> [Requirements]: Return the records that follow unaltered. Omit every picture.
┌──
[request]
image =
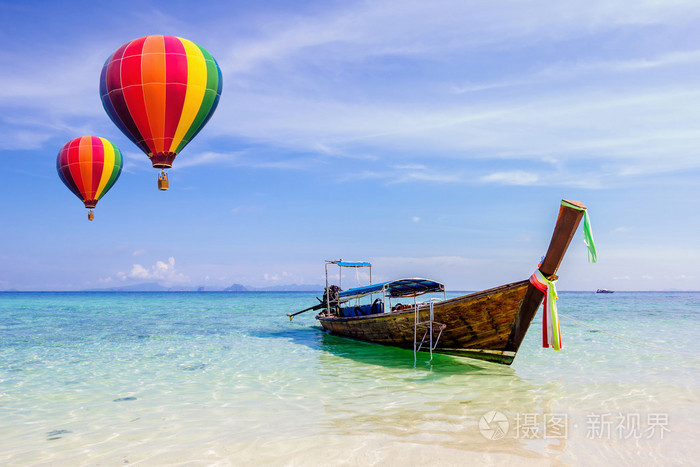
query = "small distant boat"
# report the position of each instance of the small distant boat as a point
(487, 325)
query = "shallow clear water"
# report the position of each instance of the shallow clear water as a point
(217, 378)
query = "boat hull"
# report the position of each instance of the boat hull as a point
(477, 325)
(488, 325)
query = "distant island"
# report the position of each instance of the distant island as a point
(156, 287)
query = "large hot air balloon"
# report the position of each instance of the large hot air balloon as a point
(89, 166)
(160, 91)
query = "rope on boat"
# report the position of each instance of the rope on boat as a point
(631, 340)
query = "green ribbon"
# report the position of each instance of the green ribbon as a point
(587, 232)
(588, 238)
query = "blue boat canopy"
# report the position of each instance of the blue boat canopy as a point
(399, 288)
(349, 264)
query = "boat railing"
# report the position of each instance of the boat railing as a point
(430, 326)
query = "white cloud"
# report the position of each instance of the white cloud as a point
(512, 178)
(160, 271)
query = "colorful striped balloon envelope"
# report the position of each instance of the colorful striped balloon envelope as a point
(160, 91)
(89, 166)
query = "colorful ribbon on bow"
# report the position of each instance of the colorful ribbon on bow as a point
(551, 333)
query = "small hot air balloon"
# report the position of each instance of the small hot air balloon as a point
(160, 91)
(89, 166)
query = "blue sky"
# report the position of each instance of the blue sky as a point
(433, 139)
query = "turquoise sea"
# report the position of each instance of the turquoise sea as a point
(227, 379)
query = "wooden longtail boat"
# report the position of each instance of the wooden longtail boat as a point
(487, 325)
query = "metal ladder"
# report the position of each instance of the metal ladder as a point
(429, 329)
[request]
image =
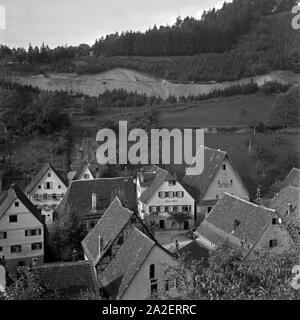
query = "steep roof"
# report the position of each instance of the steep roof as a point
(93, 167)
(122, 269)
(37, 178)
(197, 185)
(78, 197)
(293, 179)
(219, 225)
(69, 278)
(108, 227)
(13, 194)
(288, 196)
(194, 251)
(155, 176)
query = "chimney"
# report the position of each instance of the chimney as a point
(97, 173)
(2, 275)
(101, 246)
(94, 202)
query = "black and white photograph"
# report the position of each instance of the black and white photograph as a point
(149, 151)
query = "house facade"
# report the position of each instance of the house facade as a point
(138, 270)
(163, 202)
(218, 176)
(21, 231)
(244, 226)
(46, 191)
(111, 231)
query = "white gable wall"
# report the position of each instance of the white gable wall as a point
(139, 288)
(49, 203)
(16, 233)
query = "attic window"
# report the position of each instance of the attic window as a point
(273, 243)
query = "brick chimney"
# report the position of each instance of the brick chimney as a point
(94, 202)
(101, 246)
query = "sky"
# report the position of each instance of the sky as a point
(71, 22)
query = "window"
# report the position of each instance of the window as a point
(171, 194)
(13, 218)
(3, 235)
(153, 209)
(276, 221)
(15, 249)
(152, 271)
(33, 232)
(161, 195)
(273, 243)
(48, 185)
(120, 240)
(36, 246)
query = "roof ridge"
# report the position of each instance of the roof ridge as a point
(248, 202)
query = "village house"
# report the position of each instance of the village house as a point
└──
> [Task response]:
[request]
image =
query = "small distant boat"
# report the position of each instance of the small distant boat as a point
(487, 325)
query = "shallow clear water"
# report the position of each instance of the shallow clear water as a point
(217, 378)
query = "boat hull"
# report the position of each instance of the boat hull as a point
(477, 325)
(488, 325)
query = "distant island"
# report the position of each instance of the distant island as a point
(156, 287)
query = "large hot air balloon"
# report the position of each instance of the large hot air balloon as a point
(89, 166)
(160, 91)
query = "rope on boat"
# report the position of each instance of the rope on boat as a point
(631, 340)
query = "green ribbon"
# report the position of each instance of the green ribbon as a point
(587, 232)
(588, 238)
query = "blue boat canopy"
# report the position of each instance of the blue boat canopy as a point
(399, 288)
(349, 264)
query = "boat railing"
# report the position of each instance of the boat railing as a point
(430, 326)
query = "white cloud"
# report the position of each instance of the white cloud as a point
(512, 178)
(160, 271)
query = "colorful striped balloon envelope"
# report the position of each instance of the colorful striped balloon envelope as a point
(160, 91)
(89, 166)
query = "colorful ribbon on bow"
# report the position of each instance of the colorful ribbon on bow as a point
(551, 333)
query = "small hot air balloon"
# report the position of each instance of the small hot air balloon as a point
(160, 91)
(89, 166)
query = "blue sky"
# report the position of each instance of the blue sky as a point
(433, 139)
query = "turquoise sea"
# report the position of each instance of the turquoise sea as a point
(227, 379)
query = "wooden longtail boat"
# report the position of each instance of the wooden longtail boat as a point
(487, 325)
query = "metal ladder"
# report the position of each instance of the metal ladder as a point
(429, 329)
[request]
image =
query = "steep roof"
# report the position of each instance of the steep roof as a point
(93, 167)
(122, 269)
(37, 178)
(197, 185)
(78, 197)
(293, 179)
(219, 225)
(69, 278)
(108, 227)
(13, 194)
(288, 196)
(194, 251)
(155, 176)
query = "chimney"
# report the position of each instance of the chimney as a point
(97, 173)
(2, 275)
(101, 246)
(94, 202)
query = "black and white photograph"
# report the position of each instance of the black and white photograph as a point
(149, 151)
query = "house facade"
# report the position of each instance of the house facade as a point
(138, 270)
(163, 202)
(218, 176)
(21, 231)
(244, 226)
(46, 191)
(111, 231)
query = "white gable wall"
# report the position of each instance of the white gable wall as a point
(139, 288)
(49, 203)
(16, 233)
query = "attic window"
# report the position of each instance of the attic window as a point
(273, 243)
query = "brick chimney"
# report the position of each instance of the brick chimney as a point
(94, 202)
(101, 246)
query = "sky"
# report the position of each instance of the sky as a point
(71, 22)
query = "window"
# report the position of each instance of the window as a point
(171, 194)
(13, 218)
(3, 235)
(153, 209)
(276, 221)
(15, 249)
(152, 271)
(33, 232)
(161, 195)
(273, 243)
(48, 185)
(120, 240)
(36, 246)
query = "roof ridge"
# report the position of each instance of the roof ridge as a point
(248, 202)
query = "village house"
# report the position of each instance of the village house as a point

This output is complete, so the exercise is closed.